**Task goal:** Retype the listing below word for word, leaving out the pictures.
Start of Supplied material
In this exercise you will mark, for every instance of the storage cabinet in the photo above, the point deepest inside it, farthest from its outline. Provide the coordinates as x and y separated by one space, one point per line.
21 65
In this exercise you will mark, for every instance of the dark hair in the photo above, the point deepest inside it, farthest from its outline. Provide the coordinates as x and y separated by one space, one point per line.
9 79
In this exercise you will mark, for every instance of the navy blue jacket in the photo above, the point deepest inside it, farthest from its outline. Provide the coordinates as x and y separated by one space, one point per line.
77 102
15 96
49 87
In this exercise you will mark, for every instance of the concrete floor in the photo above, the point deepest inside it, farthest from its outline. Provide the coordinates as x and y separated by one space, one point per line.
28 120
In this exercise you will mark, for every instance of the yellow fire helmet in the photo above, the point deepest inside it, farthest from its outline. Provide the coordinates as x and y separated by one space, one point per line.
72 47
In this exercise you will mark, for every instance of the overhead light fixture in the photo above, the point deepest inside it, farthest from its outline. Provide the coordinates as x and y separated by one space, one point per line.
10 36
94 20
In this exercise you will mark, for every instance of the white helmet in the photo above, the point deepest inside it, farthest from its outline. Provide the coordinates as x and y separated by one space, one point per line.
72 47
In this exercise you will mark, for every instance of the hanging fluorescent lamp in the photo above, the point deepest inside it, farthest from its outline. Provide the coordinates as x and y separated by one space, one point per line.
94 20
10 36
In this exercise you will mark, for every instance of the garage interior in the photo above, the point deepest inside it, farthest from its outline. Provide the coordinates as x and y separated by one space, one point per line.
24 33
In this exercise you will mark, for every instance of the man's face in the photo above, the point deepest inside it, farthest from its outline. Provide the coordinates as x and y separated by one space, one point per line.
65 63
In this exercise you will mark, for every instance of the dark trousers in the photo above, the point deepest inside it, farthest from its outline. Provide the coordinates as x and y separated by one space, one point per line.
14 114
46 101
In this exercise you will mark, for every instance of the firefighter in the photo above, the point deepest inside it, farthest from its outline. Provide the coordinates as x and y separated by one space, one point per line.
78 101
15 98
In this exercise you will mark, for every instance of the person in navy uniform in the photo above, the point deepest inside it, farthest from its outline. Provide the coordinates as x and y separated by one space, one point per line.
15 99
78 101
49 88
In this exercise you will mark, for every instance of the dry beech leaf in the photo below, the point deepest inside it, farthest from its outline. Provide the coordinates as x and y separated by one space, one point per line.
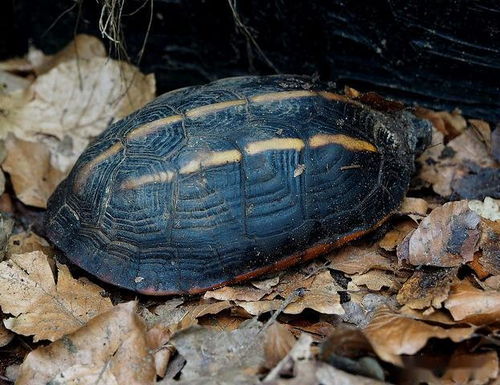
End of Supplied material
**Complete output:**
In this exercise you will mark, for every instance of the storage cabinet in the photo above, the point deepest inside it, farthest from its outline. Provide the coordinates as x and y separated by one space, one point per line.
21 65
In this exercise you will mark, for every instance of the dark hair in the photo above, the point deepest inside it, farthest from its outline. Provide the coordinates as x and y separated by one space, one point per line.
9 79
In this exercise you will mark, for every instance of the navy blue jacket in the photo above, the point deepest inside it, farthest from its outline. Provide the coordinates as x and y separated by one space, one point per line.
77 102
15 96
49 87
In this exercise you will mark, for every instance of the concrete floor in the photo above, the point deepest inside it, farthest from its outline. Provide the coordinates as x and y separated by one space, one point per line.
28 120
In this exercise you will mark, for every instance of the yellow fire helmet in the photo above, the point deepest inside it, farthest from its outline. Provide the coordinates as x and y separated by one space, one point per line.
72 47
In this exercise you will mark, for every instance of the overhead light fixture in the photo above, the point deepest inside it, farthest from its outline. Provide the coordinates as x and y separated by one space, one point per line.
10 36
94 20
In this exercise you will mark, for every instance of the white helmet in the photo above, the point deepest inside it, farthest from its outline. Provide the coordinates as x and y separated by one space, one point per line.
72 47
In this exercise you will mark, for every instance of the hanging fluorescent lamp in the photo above, the point deepest inside it, farthest from its outline. Provide the coordinates as x and y separated by one space, one point per line.
94 20
10 36
In this exercise you will mark, for every instance of the garage interior in the photo above, the point deepest inside it, farthest from its outline. Provide the coordinates as x and y separated by one space, one point per line.
24 33
In this exercise you will mark, for every instance of the man's face in the photo above, the point deepest inside it, farthest from its outline. Provide the coordinates as x and y separated by one space, one point per line.
65 63
In this exercise you will mark, for every instance of the dark trousers in the photo above, the point deepest inside it, farthest from its outline. Provide the coordinates as x and y separated by one space, one point per line.
14 114
46 101
In this exercise you will mark, for every instance of the firefighter in the photo above, the point deepest inside it, farthest from its outline. Provide the coordinates as x and y separated by one space, one point per line.
78 101
15 98
In this exercise you will mark, for every instance of the person in navy uniform in the photo above, the point deepest inside it, farthest from its outline. Provide the coordinates as x and y separated by one space, one point per line.
15 99
78 101
49 88
In this exercise you will mark, for every instance of the dry beech leaf in the photo below, the point deepest inside it, farthest from its outline. Provide the coordinates as x and y separated by one space, one point per line.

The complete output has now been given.